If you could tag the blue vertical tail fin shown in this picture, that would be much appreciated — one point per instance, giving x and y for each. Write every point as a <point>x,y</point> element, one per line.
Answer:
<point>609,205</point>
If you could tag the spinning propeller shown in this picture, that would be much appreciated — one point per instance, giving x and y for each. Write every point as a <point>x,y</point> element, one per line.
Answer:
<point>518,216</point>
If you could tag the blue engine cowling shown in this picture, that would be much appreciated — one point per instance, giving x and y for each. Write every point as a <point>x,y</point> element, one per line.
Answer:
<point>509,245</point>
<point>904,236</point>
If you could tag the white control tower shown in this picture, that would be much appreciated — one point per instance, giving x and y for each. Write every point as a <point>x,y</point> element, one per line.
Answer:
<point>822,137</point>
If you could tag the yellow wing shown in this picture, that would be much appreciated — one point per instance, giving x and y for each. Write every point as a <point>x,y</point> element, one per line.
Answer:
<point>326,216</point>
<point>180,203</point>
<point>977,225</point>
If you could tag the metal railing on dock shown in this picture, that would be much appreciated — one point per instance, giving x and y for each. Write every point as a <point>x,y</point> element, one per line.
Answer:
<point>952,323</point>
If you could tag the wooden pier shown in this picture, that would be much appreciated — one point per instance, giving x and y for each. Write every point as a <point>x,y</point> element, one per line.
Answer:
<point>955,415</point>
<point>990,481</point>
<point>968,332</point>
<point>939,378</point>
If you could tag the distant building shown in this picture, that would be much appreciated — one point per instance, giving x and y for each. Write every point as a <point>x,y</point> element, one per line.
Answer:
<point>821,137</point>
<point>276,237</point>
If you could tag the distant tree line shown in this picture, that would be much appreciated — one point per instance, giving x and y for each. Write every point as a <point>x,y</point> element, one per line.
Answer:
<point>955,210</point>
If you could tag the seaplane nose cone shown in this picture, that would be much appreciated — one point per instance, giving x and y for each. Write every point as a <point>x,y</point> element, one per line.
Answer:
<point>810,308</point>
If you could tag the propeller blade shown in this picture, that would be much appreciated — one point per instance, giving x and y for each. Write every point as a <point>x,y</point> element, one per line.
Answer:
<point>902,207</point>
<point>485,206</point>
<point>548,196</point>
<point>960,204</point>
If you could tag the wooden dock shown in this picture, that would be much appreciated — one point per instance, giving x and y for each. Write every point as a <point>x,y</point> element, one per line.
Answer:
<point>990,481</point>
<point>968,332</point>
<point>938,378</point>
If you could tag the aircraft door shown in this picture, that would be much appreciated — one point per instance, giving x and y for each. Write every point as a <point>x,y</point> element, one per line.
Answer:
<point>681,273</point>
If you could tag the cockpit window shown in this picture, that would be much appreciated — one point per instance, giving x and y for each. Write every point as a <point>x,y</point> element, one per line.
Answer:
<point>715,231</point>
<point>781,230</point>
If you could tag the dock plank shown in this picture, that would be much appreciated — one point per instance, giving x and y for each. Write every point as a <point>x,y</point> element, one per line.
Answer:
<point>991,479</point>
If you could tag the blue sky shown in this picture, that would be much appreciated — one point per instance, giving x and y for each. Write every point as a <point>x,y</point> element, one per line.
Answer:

....

Your answer must consist of every line above, transcribed verbatim.

If you could tag the blue vertical tail fin shown in this picture, that would be much appreciated — one point per instance, giving x and y for each. Write every point as a <point>x,y</point> element, one per line.
Answer:
<point>609,205</point>
If you could tag the spinning propeller shown in this picture, that would be much appreciated — one point per instance, giving x and y for each. Write every point as a <point>x,y</point> element, one per line.
Answer:
<point>518,216</point>
If you could tag the blue engine cowling shown in this picture, that would be much appreciated — one point per instance, giving x and y for each. Write every point as a <point>x,y</point> element, one per line.
Answer:
<point>509,245</point>
<point>904,236</point>
If you could tag the white control tower shown in this picture, that would be much appreciated — one point per instance, giving x and y for each. Write every point as a <point>x,y</point> element, one per line.
Answer:
<point>822,137</point>
If you could tag the yellow wing shown in this picture, that would be much appreciated — one point per instance, giving x and y for each. Write every point as a <point>x,y</point> element, one per line.
Answer:
<point>326,216</point>
<point>180,203</point>
<point>977,225</point>
If you could tag the metal railing on dock shown in this picture, that would be much appreciated — one point per instance, giving x and y for each. Write every point as a <point>x,y</point> element, one per line.
Answer:
<point>952,323</point>
If you could tag the wooden pier shown in this picture, that would be much appreciated — one point per instance, giving x and y for each. Write every point as a <point>x,y</point> element, one per line.
Answer:
<point>955,415</point>
<point>990,481</point>
<point>968,332</point>
<point>939,378</point>
If you could tag the distant building shown in this picture, that would be much appreciated — one point per instance, giving x and y for each. Write every point as a <point>x,y</point> element, one per line.
Answer:
<point>821,137</point>
<point>276,237</point>
If you could tag the distant tree line shown in this picture, that would be much appreciated — one point per instance, giving x and y for each. Write every point as a <point>x,y</point> element, one per line.
Answer:
<point>955,210</point>
If you could tag the seaplane nose cone shown in this picture, that would be much appreciated — one point per instance, giving x and y for each. Write every point as a <point>x,y</point> element, one per line.
Answer:
<point>810,308</point>
If you could tag the propeller blade shown in this picture, that would be much appreciated — one point per instance, giving x and y for each. Write every point as a <point>x,y</point> element, one per line.
Answer:
<point>902,207</point>
<point>485,206</point>
<point>548,196</point>
<point>960,204</point>
If you could tag the wooden dock shown in this picture, that would be much appreciated — one point per instance, giving x and y for each. Write every point as a <point>x,y</point> element, one per line.
Answer:
<point>990,481</point>
<point>968,332</point>
<point>938,378</point>
If you could tag the aircraft door shown in this picture, that would be much appreciated — one point per instance, giving x and y for each. Write every point as a <point>x,y</point> element, one per line.
Answer:
<point>681,273</point>
If you could tag the cockpit window shown in this picture, that would be much appreciated — one point per instance, giving x and y for each. Write every point as a <point>x,y</point> element, one per line.
Answer:
<point>715,231</point>
<point>781,230</point>
If you could tag the dock plank shown in this picture, that would be much appreciated — one point per instance, giving x and y for each. Write every point as a <point>x,y</point> element, one per line.
Answer:
<point>991,479</point>
If you could tag the blue sky shown in this picture, that would be much appreciated — one point per instance, giving x and y for each. Write every point as a <point>x,y</point> element, one per line.
Answer:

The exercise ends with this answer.